SUPPLIED ENTRIES:
────────────────────────────────────────

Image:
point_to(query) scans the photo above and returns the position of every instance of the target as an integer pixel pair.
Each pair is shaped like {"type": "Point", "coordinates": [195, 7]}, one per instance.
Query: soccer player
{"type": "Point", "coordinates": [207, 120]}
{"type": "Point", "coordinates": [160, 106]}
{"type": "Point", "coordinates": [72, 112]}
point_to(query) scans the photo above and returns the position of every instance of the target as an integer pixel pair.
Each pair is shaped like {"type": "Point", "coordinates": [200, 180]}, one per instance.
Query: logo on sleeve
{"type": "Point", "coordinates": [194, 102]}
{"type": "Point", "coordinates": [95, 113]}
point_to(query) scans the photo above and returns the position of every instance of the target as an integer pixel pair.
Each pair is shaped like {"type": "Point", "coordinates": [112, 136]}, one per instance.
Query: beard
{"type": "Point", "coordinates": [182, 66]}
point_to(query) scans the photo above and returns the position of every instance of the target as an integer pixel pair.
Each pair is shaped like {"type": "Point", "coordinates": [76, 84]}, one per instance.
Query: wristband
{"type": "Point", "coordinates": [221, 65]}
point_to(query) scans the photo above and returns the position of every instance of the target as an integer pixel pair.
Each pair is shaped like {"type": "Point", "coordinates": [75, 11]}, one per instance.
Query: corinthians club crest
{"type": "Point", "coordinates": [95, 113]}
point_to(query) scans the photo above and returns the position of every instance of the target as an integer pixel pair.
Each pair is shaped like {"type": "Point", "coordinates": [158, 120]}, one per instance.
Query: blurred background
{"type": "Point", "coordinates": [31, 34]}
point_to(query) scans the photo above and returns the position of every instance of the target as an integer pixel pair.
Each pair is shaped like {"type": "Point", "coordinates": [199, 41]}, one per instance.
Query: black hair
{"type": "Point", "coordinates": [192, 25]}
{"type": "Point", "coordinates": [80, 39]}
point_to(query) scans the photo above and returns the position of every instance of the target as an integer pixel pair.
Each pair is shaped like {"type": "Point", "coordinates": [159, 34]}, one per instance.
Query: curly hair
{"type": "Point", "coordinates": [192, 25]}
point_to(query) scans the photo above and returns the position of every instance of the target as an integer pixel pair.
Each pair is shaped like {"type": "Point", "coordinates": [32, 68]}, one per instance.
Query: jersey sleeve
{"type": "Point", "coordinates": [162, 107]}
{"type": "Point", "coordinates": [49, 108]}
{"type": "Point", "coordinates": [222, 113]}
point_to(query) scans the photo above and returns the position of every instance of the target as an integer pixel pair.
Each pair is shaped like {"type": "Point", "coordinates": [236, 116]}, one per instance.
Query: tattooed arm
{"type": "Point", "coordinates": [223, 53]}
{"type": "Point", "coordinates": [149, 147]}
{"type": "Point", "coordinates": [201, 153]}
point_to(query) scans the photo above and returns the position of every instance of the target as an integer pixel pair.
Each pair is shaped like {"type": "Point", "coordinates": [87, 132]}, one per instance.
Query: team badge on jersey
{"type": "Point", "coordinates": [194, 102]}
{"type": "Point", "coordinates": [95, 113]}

────────────────────────────────────────

WHAT YOU HAVE TO DO: Give the complete listing a second time, exactly as it reads.

ANSWER TO THE EXERCISE:
Image:
point_to(query) scans the photo above and returns the position of every instance of the target as an integer pixel pair.
Each pair is shaped like {"type": "Point", "coordinates": [195, 7]}, one per instance.
Query: soccer player
{"type": "Point", "coordinates": [207, 120]}
{"type": "Point", "coordinates": [160, 106]}
{"type": "Point", "coordinates": [72, 112]}
point_to(query) scans the photo above and returns the position of every instance of the target as an integer pixel pair.
Each pair is shaped like {"type": "Point", "coordinates": [200, 180]}, one per instance.
Query: logo on sleeve
{"type": "Point", "coordinates": [194, 102]}
{"type": "Point", "coordinates": [95, 113]}
point_to(query) scans the photo above and returns the position of every instance of the target as an integer pixel pair.
Each pair is shaped like {"type": "Point", "coordinates": [112, 136]}, one per instance.
Query: beard
{"type": "Point", "coordinates": [182, 66]}
point_to(query) scans the photo above and returns the position of every instance of the target as an integer pixel pair.
Each pair is shaped like {"type": "Point", "coordinates": [76, 84]}, one per instance.
Query: wristband
{"type": "Point", "coordinates": [221, 65]}
point_to(query) scans the photo above and returns the position of every instance of the target as an integer pixel pair.
Each pair is shaped like {"type": "Point", "coordinates": [75, 11]}, one per instance.
Query: corinthians club crest
{"type": "Point", "coordinates": [95, 113]}
point_to(query) scans the photo above and returns the position of every instance of the target as an integer pixel pair.
Each pair is shaped like {"type": "Point", "coordinates": [158, 120]}, one per instance.
Query: blurred background
{"type": "Point", "coordinates": [31, 34]}
point_to(query) scans the photo above and returns the position of every instance of the target as an integer pixel pair.
Each pair is shaped like {"type": "Point", "coordinates": [199, 41]}, one per instance.
Query: black hair
{"type": "Point", "coordinates": [192, 25]}
{"type": "Point", "coordinates": [80, 39]}
point_to(query) scans the photo above and returns the position of every instance of the target as an integer pixel pair.
Each pair is shaped like {"type": "Point", "coordinates": [159, 34]}, one per instance.
Query: curly hair
{"type": "Point", "coordinates": [192, 25]}
point_to(query) scans the photo above and returns the position of every instance of the target as an integer pixel pair.
Each pair is shaped like {"type": "Point", "coordinates": [32, 68]}, one per instance.
Query: jersey sleeve
{"type": "Point", "coordinates": [162, 107]}
{"type": "Point", "coordinates": [49, 108]}
{"type": "Point", "coordinates": [222, 113]}
point_to(query) scans the photo above and returns the position of every instance of the target as an integer pixel pair.
Each pair is shaped like {"type": "Point", "coordinates": [236, 116]}, one per instance.
Query: tattooed arm
{"type": "Point", "coordinates": [223, 53]}
{"type": "Point", "coordinates": [149, 147]}
{"type": "Point", "coordinates": [201, 153]}
point_to(query) scans the photo above and returns the position of every instance of the target as an integer pixel pair.
Each pair is shaped like {"type": "Point", "coordinates": [87, 132]}, one per instance.
Query: team badge on jersey
{"type": "Point", "coordinates": [194, 102]}
{"type": "Point", "coordinates": [95, 113]}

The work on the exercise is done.